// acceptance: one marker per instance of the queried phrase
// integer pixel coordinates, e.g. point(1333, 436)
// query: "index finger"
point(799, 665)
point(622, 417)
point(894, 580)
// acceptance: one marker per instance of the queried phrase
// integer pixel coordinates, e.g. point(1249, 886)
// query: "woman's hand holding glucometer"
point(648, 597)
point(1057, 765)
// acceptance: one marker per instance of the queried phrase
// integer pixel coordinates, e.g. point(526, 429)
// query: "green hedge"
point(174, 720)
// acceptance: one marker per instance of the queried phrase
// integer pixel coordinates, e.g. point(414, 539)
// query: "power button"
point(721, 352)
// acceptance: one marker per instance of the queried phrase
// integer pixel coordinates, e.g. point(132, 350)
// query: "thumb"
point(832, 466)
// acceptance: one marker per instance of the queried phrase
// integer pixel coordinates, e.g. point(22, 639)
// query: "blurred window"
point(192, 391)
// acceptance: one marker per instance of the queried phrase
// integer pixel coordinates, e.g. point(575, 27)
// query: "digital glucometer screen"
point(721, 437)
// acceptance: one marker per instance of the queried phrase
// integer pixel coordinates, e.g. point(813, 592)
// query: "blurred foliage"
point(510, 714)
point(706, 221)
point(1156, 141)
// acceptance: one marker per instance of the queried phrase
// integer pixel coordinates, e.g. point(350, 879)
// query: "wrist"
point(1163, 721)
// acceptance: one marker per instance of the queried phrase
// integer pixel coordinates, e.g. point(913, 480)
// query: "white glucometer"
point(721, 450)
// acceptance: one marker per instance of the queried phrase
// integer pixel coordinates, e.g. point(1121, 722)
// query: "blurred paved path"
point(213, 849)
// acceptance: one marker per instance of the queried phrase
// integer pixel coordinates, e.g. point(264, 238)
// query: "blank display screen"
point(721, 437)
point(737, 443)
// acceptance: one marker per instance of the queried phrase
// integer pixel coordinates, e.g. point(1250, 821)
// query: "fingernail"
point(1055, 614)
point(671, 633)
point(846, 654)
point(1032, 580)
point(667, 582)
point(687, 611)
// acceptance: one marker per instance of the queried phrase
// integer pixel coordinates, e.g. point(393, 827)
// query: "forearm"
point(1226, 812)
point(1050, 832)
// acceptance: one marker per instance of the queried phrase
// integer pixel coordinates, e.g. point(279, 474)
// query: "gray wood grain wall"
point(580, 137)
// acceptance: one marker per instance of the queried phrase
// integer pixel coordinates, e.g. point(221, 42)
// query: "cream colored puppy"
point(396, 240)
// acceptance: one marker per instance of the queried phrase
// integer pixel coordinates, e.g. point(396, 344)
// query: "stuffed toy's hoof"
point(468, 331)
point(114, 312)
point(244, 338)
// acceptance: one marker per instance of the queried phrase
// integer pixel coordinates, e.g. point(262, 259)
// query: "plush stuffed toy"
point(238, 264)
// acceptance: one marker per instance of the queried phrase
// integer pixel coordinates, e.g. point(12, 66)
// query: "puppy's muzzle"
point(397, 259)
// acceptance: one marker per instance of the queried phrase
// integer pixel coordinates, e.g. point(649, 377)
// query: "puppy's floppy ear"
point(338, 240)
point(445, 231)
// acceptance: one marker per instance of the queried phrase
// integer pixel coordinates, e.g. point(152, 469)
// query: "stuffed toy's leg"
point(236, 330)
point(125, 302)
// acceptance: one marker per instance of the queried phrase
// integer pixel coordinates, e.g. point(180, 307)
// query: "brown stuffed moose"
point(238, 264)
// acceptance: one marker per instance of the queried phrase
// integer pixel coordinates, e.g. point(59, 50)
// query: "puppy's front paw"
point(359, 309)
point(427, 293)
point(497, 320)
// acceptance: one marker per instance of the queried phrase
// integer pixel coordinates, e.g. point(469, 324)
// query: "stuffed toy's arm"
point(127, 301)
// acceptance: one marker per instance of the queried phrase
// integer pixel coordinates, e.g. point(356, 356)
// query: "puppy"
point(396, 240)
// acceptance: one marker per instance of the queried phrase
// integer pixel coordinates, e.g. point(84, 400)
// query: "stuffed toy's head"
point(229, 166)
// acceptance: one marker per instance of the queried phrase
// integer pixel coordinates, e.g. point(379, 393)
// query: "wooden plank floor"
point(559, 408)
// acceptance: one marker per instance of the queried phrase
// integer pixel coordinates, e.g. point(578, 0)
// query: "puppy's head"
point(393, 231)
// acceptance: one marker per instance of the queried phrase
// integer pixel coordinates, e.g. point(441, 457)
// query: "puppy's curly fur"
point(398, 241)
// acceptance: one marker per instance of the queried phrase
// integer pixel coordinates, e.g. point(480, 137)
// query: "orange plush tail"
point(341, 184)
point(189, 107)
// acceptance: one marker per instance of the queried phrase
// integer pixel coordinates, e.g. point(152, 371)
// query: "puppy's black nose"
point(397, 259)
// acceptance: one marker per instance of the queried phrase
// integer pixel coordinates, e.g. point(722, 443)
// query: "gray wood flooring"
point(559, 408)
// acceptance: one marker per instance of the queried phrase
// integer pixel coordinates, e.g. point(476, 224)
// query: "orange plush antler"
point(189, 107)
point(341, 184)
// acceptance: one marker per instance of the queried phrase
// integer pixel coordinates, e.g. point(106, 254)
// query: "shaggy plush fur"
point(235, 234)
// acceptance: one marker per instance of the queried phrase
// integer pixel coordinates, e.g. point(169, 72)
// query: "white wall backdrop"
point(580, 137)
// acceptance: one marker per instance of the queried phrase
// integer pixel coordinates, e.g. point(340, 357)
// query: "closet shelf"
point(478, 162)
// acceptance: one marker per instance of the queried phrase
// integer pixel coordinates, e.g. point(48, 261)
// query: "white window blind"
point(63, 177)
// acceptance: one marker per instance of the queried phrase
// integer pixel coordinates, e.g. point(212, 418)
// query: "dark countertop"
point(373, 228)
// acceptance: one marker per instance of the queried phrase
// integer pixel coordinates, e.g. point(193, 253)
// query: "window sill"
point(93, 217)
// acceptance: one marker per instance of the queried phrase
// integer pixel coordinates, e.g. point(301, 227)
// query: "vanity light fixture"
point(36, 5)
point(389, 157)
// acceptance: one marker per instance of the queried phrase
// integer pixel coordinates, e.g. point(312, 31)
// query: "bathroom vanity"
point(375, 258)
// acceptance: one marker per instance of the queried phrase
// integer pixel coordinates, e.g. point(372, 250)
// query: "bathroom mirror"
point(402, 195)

- - -

TASK TO CARRY OUT
Output the whole listing exactly, leaving nothing out.

RESPONSE
// acceptance: one marker per instance of the queried phrase
// integer pixel coordinates, e.g. point(1333, 436)
// query: "index finger"
point(799, 665)
point(622, 417)
point(894, 580)
// acceptance: one marker per instance of the queried phrase
// integer pixel coordinates, e.g. point(1249, 886)
// query: "woman's hand holding glucometer"
point(648, 597)
point(1057, 765)
// acceptance: one marker per instance of the queried phrase
// integer pixel coordinates, e.g. point(526, 429)
// query: "green hedge"
point(174, 720)
// acceptance: one marker per instance of the queried phrase
// integer pixel coordinates, e.g. point(414, 539)
// query: "power button"
point(721, 352)
// acceptance: one marker per instance of the queried phrase
// integer pixel coordinates, e.g. point(132, 350)
// query: "thumb"
point(832, 466)
// acceptance: one marker per instance of the queried phrase
// integer pixel coordinates, e.g. point(22, 639)
// query: "blurred window"
point(192, 391)
// acceptance: one marker per instance of the queried phrase
// integer pixel coordinates, e.g. point(575, 27)
// query: "digital glucometer screen"
point(721, 437)
// acceptance: one marker per instance of the queried phrase
// integer pixel coordinates, e.g. point(813, 592)
// query: "blurred foliage"
point(510, 714)
point(706, 221)
point(1156, 141)
// acceptance: one marker per instance of the queried phrase
// integer pixel coordinates, e.g. point(350, 879)
// query: "wrist"
point(1163, 721)
// acceptance: one marker per instance of the queried phrase
// integer pixel coordinates, e.g. point(913, 480)
// query: "white glucometer"
point(721, 450)
// acceptance: one marker per instance of the queried phrase
// integer pixel coordinates, e.g. point(1121, 722)
// query: "blurred paved path"
point(213, 849)
// acceptance: one marker per instance of the queried phrase
// integer pixel coordinates, e.g. point(264, 238)
// query: "blank display screen"
point(721, 437)
point(737, 443)
// acceptance: one marker per instance of the queried phrase
// integer pixel coordinates, e.g. point(1250, 821)
// query: "fingernail"
point(1055, 614)
point(671, 633)
point(846, 654)
point(1032, 580)
point(667, 582)
point(687, 611)
// acceptance: one marker per instance of the queried phrase
// integer pixel coordinates, e.g. point(393, 827)
// query: "forearm"
point(1226, 812)
point(1050, 832)
// acceptance: one marker per instance of the queried phrase
// integer pixel coordinates, e.g. point(279, 474)
// query: "gray wood grain wall"
point(580, 137)
// acceptance: one marker per instance of the queried phrase
// integer pixel coordinates, e.g. point(221, 42)
// query: "cream colored puppy"
point(396, 240)
// acceptance: one marker per instance of the queried phrase
// integer pixel coordinates, e.g. point(396, 344)
// query: "stuffed toy's hoof"
point(468, 331)
point(114, 312)
point(244, 338)
// acceptance: one marker per instance of the queried phrase
// integer pixel coordinates, e.g. point(262, 259)
// query: "plush stuffed toy"
point(238, 264)
// acceptance: one marker per instance of the queried phrase
// integer pixel coordinates, e.g. point(12, 66)
// query: "puppy's muzzle"
point(397, 259)
// acceptance: one marker per instance of the queried phrase
// integer pixel coordinates, e.g. point(649, 377)
// query: "puppy's floppy ear"
point(338, 240)
point(445, 231)
// acceptance: one marker per instance of the queried phrase
// integer pixel coordinates, e.g. point(152, 469)
// query: "stuffed toy's leg"
point(236, 330)
point(125, 302)
// acceptance: one marker per instance of the queried phrase
// integer pixel coordinates, e.g. point(180, 307)
// query: "brown stuffed moose"
point(238, 264)
// acceptance: one marker per instance of the queried phrase
// integer pixel coordinates, e.g. point(59, 50)
// query: "puppy's front paw"
point(359, 309)
point(427, 293)
point(497, 320)
// acceptance: one marker per instance of the queried phrase
// integer pixel coordinates, e.g. point(469, 324)
// query: "stuffed toy's arm"
point(127, 301)
// acceptance: one marker per instance of the queried phrase
// integer pixel coordinates, e.g. point(356, 356)
// query: "puppy"
point(396, 240)
// acceptance: one marker per instance of the queried phrase
// integer pixel coordinates, e.g. point(84, 400)
// query: "stuffed toy's head"
point(229, 166)
// acceptance: one marker per instance of the queried phrase
// integer pixel coordinates, e.g. point(379, 393)
// query: "wooden plank floor"
point(559, 408)
// acceptance: one marker per instance of the queried phrase
// integer pixel coordinates, e.g. point(578, 0)
// query: "puppy's head"
point(393, 231)
// acceptance: one marker per instance of the queried phrase
// integer pixel coordinates, e.g. point(441, 457)
// query: "puppy's curly fur"
point(398, 241)
// acceptance: one marker per instance of the queried phrase
// integer pixel coordinates, e.g. point(480, 137)
// query: "orange plush tail"
point(341, 184)
point(189, 107)
// acceptance: one marker per instance of the queried phrase
// integer pixel coordinates, e.g. point(152, 371)
// query: "puppy's black nose"
point(397, 259)
// acceptance: one marker per instance of the queried phrase
// integer pixel coordinates, e.g. point(722, 443)
// query: "gray wood flooring"
point(559, 408)
// acceptance: one marker per instance of the queried phrase
// integer pixel coordinates, e.g. point(476, 224)
// query: "orange plush antler"
point(189, 107)
point(341, 184)
// acceptance: one marker per instance of the queried phrase
// integer pixel coordinates, e.g. point(106, 254)
// query: "shaggy plush fur"
point(235, 234)
// acceptance: one marker per instance of the queried phrase
// integer pixel coordinates, e.g. point(169, 72)
// query: "white wall backdrop"
point(580, 137)
// acceptance: one marker per instance of the queried phrase
// integer pixel coordinates, e.g. point(340, 357)
// query: "closet shelf"
point(478, 162)
// acceptance: one marker per instance of the queried phrase
// integer pixel coordinates, e.g. point(48, 261)
// query: "white window blind"
point(63, 177)
// acceptance: one marker per instance of the queried phrase
// integer pixel coordinates, e.g. point(212, 418)
// query: "dark countertop"
point(373, 228)
// acceptance: one marker per instance of the queried phrase
// integer pixel coordinates, e.g. point(193, 253)
// query: "window sill"
point(93, 217)
// acceptance: one marker per instance of the queried phrase
// integer pixel coordinates, e.g. point(301, 227)
// query: "vanity light fixture"
point(36, 5)
point(389, 157)
// acceptance: one marker per instance of the queried phrase
// integer pixel coordinates, e.g. point(312, 31)
// query: "bathroom vanity"
point(375, 258)
// acceptance: one marker per instance of the queried phrase
// integer pixel coordinates, e.g. point(372, 250)
// query: "bathroom mirror"
point(402, 195)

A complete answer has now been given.